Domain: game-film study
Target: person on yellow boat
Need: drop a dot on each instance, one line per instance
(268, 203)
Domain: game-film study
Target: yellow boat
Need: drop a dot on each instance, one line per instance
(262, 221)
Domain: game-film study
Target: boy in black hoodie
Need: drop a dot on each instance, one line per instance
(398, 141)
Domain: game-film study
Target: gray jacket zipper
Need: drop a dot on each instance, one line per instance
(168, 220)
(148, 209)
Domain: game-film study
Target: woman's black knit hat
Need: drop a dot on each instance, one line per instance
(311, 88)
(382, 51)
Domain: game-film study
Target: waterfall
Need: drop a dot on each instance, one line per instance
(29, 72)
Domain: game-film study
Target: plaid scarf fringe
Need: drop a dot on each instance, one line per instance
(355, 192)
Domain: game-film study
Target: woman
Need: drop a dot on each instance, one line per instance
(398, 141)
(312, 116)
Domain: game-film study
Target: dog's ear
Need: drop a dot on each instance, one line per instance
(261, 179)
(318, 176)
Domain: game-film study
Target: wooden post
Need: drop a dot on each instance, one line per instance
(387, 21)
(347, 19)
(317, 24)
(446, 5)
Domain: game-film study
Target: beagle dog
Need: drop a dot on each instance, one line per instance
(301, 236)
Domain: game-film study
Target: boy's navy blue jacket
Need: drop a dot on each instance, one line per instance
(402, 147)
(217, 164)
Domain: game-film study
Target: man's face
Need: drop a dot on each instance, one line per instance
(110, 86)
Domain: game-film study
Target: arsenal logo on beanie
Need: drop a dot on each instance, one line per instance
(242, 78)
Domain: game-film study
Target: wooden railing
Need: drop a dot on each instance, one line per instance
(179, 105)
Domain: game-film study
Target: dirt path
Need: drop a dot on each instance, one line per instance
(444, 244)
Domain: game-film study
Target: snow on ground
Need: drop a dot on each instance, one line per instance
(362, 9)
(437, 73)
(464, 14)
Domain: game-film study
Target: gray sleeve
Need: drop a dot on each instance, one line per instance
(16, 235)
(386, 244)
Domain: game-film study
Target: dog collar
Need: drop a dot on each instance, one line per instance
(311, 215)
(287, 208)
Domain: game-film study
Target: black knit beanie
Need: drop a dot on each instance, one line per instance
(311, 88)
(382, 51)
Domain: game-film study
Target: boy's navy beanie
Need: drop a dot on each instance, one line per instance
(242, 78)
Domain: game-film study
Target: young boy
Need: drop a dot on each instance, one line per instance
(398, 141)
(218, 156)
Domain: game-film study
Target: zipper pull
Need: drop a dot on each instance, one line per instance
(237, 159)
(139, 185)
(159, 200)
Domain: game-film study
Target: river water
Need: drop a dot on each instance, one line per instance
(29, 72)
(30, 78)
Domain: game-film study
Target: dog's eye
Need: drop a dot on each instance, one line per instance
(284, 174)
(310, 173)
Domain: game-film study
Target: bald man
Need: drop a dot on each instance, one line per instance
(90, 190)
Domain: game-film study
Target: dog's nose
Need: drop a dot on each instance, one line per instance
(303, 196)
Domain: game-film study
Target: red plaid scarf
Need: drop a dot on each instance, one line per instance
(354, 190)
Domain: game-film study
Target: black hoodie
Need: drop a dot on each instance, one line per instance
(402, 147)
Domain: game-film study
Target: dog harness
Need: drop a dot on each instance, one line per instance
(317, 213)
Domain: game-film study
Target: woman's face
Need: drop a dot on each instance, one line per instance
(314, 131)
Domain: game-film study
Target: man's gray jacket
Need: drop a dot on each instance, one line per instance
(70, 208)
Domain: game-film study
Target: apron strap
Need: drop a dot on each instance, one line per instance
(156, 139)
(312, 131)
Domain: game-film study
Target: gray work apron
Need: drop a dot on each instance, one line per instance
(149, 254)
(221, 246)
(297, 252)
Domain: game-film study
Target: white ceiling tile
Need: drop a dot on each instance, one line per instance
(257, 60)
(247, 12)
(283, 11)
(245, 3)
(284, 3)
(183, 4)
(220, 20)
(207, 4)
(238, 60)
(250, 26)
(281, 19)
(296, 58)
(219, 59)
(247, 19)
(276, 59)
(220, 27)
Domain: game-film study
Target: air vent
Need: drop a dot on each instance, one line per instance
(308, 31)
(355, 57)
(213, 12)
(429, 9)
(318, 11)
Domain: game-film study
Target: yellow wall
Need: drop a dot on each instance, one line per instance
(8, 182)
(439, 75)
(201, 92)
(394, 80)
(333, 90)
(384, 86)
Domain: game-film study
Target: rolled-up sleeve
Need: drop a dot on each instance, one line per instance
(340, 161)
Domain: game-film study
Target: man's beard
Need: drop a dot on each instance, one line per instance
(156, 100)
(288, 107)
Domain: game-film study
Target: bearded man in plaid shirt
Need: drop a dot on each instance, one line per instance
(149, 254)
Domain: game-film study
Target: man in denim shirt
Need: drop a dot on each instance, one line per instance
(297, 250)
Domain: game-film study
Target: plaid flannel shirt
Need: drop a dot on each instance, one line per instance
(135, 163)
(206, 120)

━━━

Exactly reproduce all of the entries.

Domain: game-film study
Target: person on yellow boat
Need: drop a dot on each instance, one line per instance
(268, 203)
Domain: game-film study
Target: yellow boat
Need: drop a dot on each instance, one line per instance
(262, 221)
Domain: game-film study
Target: boy in black hoodie
Need: drop a dot on each instance, one line per instance
(398, 141)
Domain: game-film study
Target: gray jacket zipper
Need: drop a dot on each instance, one line per instance
(168, 220)
(148, 209)
Domain: game-film study
Target: woman's black knit hat
Need: drop a dot on each instance, one line per instance
(311, 88)
(382, 51)
Domain: game-film study
Target: waterfall
Need: drop a dot on each instance, one line per instance
(29, 72)
Domain: game-film study
Target: plaid scarf fringe
Need: drop a dot on each instance, one line per instance
(355, 192)
Domain: game-film study
Target: woman
Need: drop a dot on each instance, one line per instance
(398, 141)
(312, 116)
Domain: game-film study
Target: dog's ear
Need: drop a dot on each instance, one line per instance
(261, 179)
(318, 176)
Domain: game-film study
Target: wooden post
Need: drop a dot on each instance, one line per instance
(387, 21)
(347, 19)
(317, 24)
(446, 5)
Domain: game-film study
Target: beagle dog
Need: drop a dot on each instance, one line per instance
(301, 236)
Domain: game-film study
Target: boy's navy blue jacket
Need: drop a dot on each instance, one line per instance
(402, 147)
(217, 164)
Domain: game-film study
Target: man's face
Need: drop a dot on each instance, one line per instance
(110, 86)
Domain: game-film study
Target: arsenal logo on beanie
Need: drop a dot on each instance, one line per instance
(242, 78)
Domain: game-film study
Target: wooden railing
Need: drop a dot on each instance, one line per instance
(179, 105)
Domain: game-film study
Target: dirt path
Need: drop a dot on each instance, one line per instance
(444, 244)
Domain: game-film study
Target: snow on ground
Need: drop a dot on each instance, one line per instance
(362, 9)
(437, 73)
(464, 14)
Domain: game-film study
Target: gray sleeve
Need: drop a dot on each instance, one line per instance
(16, 235)
(386, 244)
Domain: game-film study
Target: dog collar
Need: drop a dot on each instance, one line per instance
(311, 215)
(287, 208)
Domain: game-film study
Target: black knit beanie
Need: drop a dot on each instance, one line per instance
(311, 88)
(382, 51)
Domain: game-film study
Target: boy's navy beanie
Need: drop a dot on each instance, one line per instance
(242, 78)
Domain: game-film study
Target: young boy
Need: drop a dot on each instance, one line per instance
(398, 141)
(218, 156)
Domain: game-film study
Target: zipper pull
Need: drop a dot on each instance, one line per instance
(237, 159)
(139, 185)
(159, 200)
Domain: game-film study
Target: river water
Need: drop a dot on each instance, one line per instance
(29, 72)
(30, 78)
Domain: game-film study
Target: dog's eye
Need: drop a dot on each instance, one line per instance
(284, 174)
(310, 173)
Domain: game-film study
Target: bald man
Need: drop a dot on each instance, one line per instance
(90, 190)
Domain: game-film study
Target: dog's nose
Need: drop a dot on each instance, one line per instance
(303, 196)
Domain: game-film study
Target: red plaid scarf
Need: drop a dot on each instance, one line per instance
(354, 190)
Domain: game-film study
Target: black hoodie
Need: drop a dot on each instance, one line per instance
(402, 147)
Domain: game-film study
Target: dog harness
Need: drop a dot on each instance, one line per instance
(317, 213)
Domain: game-film study
Target: woman's face
Need: drop a dot on each instance, one line per instance
(314, 131)
Domain: game-film study
Target: man's gray jacket
Need: drop a dot on each instance, one line per instance
(70, 208)
Domain: game-film study
Target: apron strap
Need: drop a dot on each instance, one line per instance
(156, 139)
(312, 131)
Domain: game-film study
Target: gray work apron
Need: drop a dot on each instance, one line per instance
(149, 254)
(221, 246)
(297, 252)
Domain: game-film study
Target: white ceiling tile
Need: drop a dot on each instance, one line per instance
(257, 60)
(247, 12)
(283, 11)
(245, 3)
(284, 3)
(183, 4)
(220, 20)
(207, 4)
(238, 60)
(250, 26)
(281, 19)
(296, 58)
(219, 59)
(247, 19)
(276, 59)
(220, 27)
Domain: game-film study
Target: air vent
Need: drop a dot on each instance, one line per instance
(308, 31)
(355, 57)
(213, 12)
(429, 9)
(318, 11)
Domain: game-film study
Target: yellow wall
Need: drop a dot on each instance, one line per instance
(8, 182)
(439, 75)
(201, 92)
(394, 80)
(333, 90)
(384, 86)
Domain: game-film study
Target: rolled-up sleeve
Need: drop a dot on each instance, one line per instance
(340, 161)
Domain: game-film study
Target: man's beard
Need: drop a dot on each instance, one line per instance
(156, 100)
(288, 107)
Domain: game-film study
Target: bearded man in plaid shirt
Need: drop a dot on each instance, one line per instance
(149, 254)
Domain: game-film study
Target: man in denim shirt
Need: drop a dot on each instance, one line per instance
(297, 250)
Domain: game-film study
Target: plaid flannel shirt
Need: drop a dot on each instance, one line per instance
(135, 163)
(206, 120)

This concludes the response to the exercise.